### DATA PROVIDED
★ ★ ★ ★

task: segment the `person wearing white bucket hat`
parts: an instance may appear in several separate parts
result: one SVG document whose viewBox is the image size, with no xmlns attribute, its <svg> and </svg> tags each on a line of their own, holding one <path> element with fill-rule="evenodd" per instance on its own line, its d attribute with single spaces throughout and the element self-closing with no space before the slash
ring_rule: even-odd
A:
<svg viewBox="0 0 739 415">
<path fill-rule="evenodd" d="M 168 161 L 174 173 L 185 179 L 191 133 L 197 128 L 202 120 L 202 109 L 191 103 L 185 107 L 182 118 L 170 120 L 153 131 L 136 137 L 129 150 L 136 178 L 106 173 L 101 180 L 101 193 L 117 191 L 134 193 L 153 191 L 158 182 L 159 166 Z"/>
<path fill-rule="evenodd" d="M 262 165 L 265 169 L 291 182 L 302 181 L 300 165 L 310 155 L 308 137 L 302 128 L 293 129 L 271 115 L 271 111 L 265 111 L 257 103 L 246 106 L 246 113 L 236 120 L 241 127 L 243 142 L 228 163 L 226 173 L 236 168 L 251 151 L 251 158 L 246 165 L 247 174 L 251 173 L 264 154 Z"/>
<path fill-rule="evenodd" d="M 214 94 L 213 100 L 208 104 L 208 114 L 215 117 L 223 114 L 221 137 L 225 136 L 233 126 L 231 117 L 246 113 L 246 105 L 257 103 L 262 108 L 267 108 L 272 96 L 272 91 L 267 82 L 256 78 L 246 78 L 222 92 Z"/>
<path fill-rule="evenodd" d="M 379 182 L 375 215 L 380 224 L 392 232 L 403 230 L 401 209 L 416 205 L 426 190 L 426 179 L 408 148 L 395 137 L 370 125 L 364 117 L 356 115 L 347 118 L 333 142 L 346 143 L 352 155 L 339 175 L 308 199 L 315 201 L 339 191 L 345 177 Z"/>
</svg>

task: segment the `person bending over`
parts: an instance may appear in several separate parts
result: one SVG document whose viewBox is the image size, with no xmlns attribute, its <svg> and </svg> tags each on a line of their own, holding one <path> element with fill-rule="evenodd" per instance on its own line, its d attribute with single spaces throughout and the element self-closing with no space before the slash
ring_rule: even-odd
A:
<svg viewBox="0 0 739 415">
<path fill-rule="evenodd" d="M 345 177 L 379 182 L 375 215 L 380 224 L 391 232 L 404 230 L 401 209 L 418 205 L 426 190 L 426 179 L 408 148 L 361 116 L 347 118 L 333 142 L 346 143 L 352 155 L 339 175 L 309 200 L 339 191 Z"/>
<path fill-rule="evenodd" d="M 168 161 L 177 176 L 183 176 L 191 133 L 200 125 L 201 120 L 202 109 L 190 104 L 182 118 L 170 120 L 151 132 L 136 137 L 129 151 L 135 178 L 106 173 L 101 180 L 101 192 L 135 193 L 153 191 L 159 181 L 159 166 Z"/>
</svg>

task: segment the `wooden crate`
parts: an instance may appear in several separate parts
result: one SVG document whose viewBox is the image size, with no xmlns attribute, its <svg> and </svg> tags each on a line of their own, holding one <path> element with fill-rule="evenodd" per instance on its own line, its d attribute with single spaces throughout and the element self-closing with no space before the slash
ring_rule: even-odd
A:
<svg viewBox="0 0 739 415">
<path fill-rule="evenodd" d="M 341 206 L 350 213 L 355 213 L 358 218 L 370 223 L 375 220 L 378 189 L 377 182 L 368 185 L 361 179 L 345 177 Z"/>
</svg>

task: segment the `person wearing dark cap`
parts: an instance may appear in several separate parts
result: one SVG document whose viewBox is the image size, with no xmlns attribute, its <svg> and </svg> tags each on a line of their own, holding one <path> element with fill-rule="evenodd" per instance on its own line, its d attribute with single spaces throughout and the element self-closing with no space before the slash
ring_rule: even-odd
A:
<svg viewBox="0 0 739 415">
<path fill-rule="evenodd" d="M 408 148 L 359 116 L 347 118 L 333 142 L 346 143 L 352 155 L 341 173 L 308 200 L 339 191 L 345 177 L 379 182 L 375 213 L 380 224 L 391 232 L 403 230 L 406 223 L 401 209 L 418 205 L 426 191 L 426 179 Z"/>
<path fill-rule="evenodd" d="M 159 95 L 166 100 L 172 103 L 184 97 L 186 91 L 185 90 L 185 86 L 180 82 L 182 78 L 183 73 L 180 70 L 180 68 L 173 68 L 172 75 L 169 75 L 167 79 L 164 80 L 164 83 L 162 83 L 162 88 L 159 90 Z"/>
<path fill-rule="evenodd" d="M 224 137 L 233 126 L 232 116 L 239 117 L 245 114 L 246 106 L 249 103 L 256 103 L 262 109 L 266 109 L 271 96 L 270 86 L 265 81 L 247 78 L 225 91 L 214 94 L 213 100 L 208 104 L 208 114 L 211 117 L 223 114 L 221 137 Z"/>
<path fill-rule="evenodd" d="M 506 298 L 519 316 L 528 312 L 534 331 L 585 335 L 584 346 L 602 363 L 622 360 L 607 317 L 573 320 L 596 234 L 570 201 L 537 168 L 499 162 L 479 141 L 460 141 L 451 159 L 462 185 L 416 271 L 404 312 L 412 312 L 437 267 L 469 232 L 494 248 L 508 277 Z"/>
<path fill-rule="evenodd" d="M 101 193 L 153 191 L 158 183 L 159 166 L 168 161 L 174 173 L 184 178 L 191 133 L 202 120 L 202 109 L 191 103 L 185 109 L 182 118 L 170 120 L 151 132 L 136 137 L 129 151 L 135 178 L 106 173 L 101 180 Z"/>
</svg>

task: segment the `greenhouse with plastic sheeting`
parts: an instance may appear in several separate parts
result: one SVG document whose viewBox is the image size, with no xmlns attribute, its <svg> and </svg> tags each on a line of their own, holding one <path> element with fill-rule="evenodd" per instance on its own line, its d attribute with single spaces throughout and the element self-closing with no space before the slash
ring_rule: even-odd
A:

★ ★ ★ ★

### WHAT IS NEEDED
Reproduce the full listing word for word.

### THE RESULT
task: segment the `person wearing white bucket hat`
parts: an instance may appear in several separate parts
result: one SVG document whose viewBox is the image size, with no xmlns attribute, its <svg> and </svg> tags each on a line of their own, holding one <path> element with fill-rule="evenodd" per instance on its own line, its d attribute with single spaces throughout and the element self-closing with no space before the slash
ring_rule: even-odd
A:
<svg viewBox="0 0 739 415">
<path fill-rule="evenodd" d="M 168 161 L 174 173 L 185 179 L 191 133 L 197 128 L 202 120 L 202 109 L 191 103 L 185 107 L 182 118 L 170 120 L 153 131 L 136 137 L 129 150 L 136 178 L 106 173 L 101 180 L 101 193 L 117 191 L 134 193 L 153 191 L 158 182 L 159 166 Z"/>
<path fill-rule="evenodd" d="M 262 165 L 265 169 L 291 182 L 302 181 L 300 165 L 310 155 L 308 137 L 302 128 L 293 129 L 271 115 L 271 111 L 265 111 L 257 103 L 246 106 L 246 113 L 236 120 L 241 127 L 243 142 L 228 163 L 226 173 L 236 168 L 251 151 L 251 158 L 246 165 L 247 174 L 251 173 L 264 154 Z"/>
<path fill-rule="evenodd" d="M 214 94 L 213 100 L 208 104 L 208 114 L 215 117 L 223 114 L 221 137 L 225 136 L 233 126 L 231 117 L 246 113 L 246 105 L 257 103 L 262 108 L 267 108 L 272 96 L 272 91 L 267 82 L 256 78 L 246 78 L 222 92 Z"/>
<path fill-rule="evenodd" d="M 379 182 L 375 215 L 380 224 L 392 232 L 403 230 L 401 209 L 416 205 L 426 190 L 426 179 L 408 148 L 395 137 L 370 125 L 364 117 L 356 115 L 347 118 L 333 142 L 346 143 L 352 155 L 339 175 L 308 199 L 315 201 L 339 191 L 345 177 Z"/>
</svg>

task: segment the `person bending over`
parts: an instance may appear in several separate parts
result: one SVG document whose viewBox is the image size, with no xmlns attribute, its <svg> and </svg> tags each on a line of their own, holding one <path> element with fill-rule="evenodd" per instance on its own line, its d attribute with single spaces throughout and the element self-closing with no space before the slash
ring_rule: even-odd
A:
<svg viewBox="0 0 739 415">
<path fill-rule="evenodd" d="M 345 177 L 379 182 L 375 215 L 380 224 L 391 232 L 404 230 L 401 209 L 418 205 L 426 190 L 426 179 L 408 148 L 361 116 L 347 118 L 333 142 L 346 143 L 352 155 L 339 175 L 309 200 L 339 191 Z"/>
<path fill-rule="evenodd" d="M 168 161 L 177 176 L 183 176 L 191 133 L 200 125 L 201 120 L 202 109 L 190 104 L 182 118 L 170 120 L 151 132 L 136 137 L 129 151 L 135 178 L 106 173 L 101 180 L 101 192 L 135 193 L 153 191 L 159 181 L 159 166 Z"/>
</svg>

task: segment the `wooden crate`
parts: an instance may appear in several separate parts
result: one SVG document whose viewBox is the image size, with no xmlns attribute, its <svg> and </svg> tags each on a line of their own, holding one <path> element with fill-rule="evenodd" per instance on its own line, its d attribute with single spaces throughout and the element self-closing with no space before the slash
ring_rule: even-odd
A:
<svg viewBox="0 0 739 415">
<path fill-rule="evenodd" d="M 341 206 L 350 213 L 355 213 L 358 218 L 370 223 L 375 220 L 378 189 L 377 182 L 368 185 L 361 179 L 345 177 Z"/>
</svg>

task: segment the `person wearing dark cap`
parts: an instance may appear in several separate parts
result: one SVG document whose viewBox is the image size, with no xmlns attribute, its <svg> and </svg> tags each on a line of their own, holding one <path> element with fill-rule="evenodd" per instance on its own line, its d attribute with single spaces throughout and the element self-closing with no space before the slash
ring_rule: even-odd
A:
<svg viewBox="0 0 739 415">
<path fill-rule="evenodd" d="M 408 148 L 359 116 L 347 118 L 333 142 L 346 143 L 352 155 L 341 173 L 308 200 L 339 191 L 345 177 L 379 182 L 375 213 L 380 224 L 391 232 L 403 230 L 406 223 L 401 209 L 418 205 L 426 191 L 426 179 Z"/>
<path fill-rule="evenodd" d="M 159 95 L 166 100 L 172 103 L 184 97 L 186 91 L 185 90 L 185 86 L 180 82 L 182 78 L 183 73 L 180 70 L 180 68 L 173 68 L 172 75 L 169 75 L 167 79 L 164 80 L 164 83 L 162 83 L 162 88 L 159 90 Z"/>
<path fill-rule="evenodd" d="M 224 137 L 233 126 L 232 116 L 239 117 L 245 114 L 246 106 L 249 103 L 256 103 L 262 109 L 266 109 L 271 96 L 270 86 L 265 81 L 247 78 L 225 91 L 214 94 L 213 100 L 208 104 L 208 114 L 211 117 L 223 114 L 221 137 Z"/>
<path fill-rule="evenodd" d="M 506 298 L 519 316 L 528 312 L 534 331 L 585 335 L 584 346 L 602 363 L 622 360 L 607 317 L 573 320 L 596 234 L 570 201 L 537 168 L 499 162 L 479 141 L 460 141 L 451 159 L 462 185 L 416 271 L 404 312 L 412 312 L 437 267 L 469 232 L 494 248 L 508 277 Z"/>
<path fill-rule="evenodd" d="M 101 193 L 153 191 L 158 183 L 159 166 L 168 161 L 174 173 L 184 178 L 191 133 L 202 120 L 202 109 L 191 103 L 185 109 L 182 118 L 170 120 L 151 132 L 136 137 L 129 151 L 135 178 L 106 173 L 101 180 Z"/>
</svg>

task: segment the `greenhouse with plastic sheeting`
parts: an instance may appear in several separate parts
result: one SVG document whose viewBox is the image size, with no xmlns attribute, its <svg> and </svg> tags each on a line of their own, holding one <path> element with fill-rule="evenodd" per instance on its own line, its d attribute with single spaces throughout and the element self-closing with no space before the slash
ring_rule: even-odd
A:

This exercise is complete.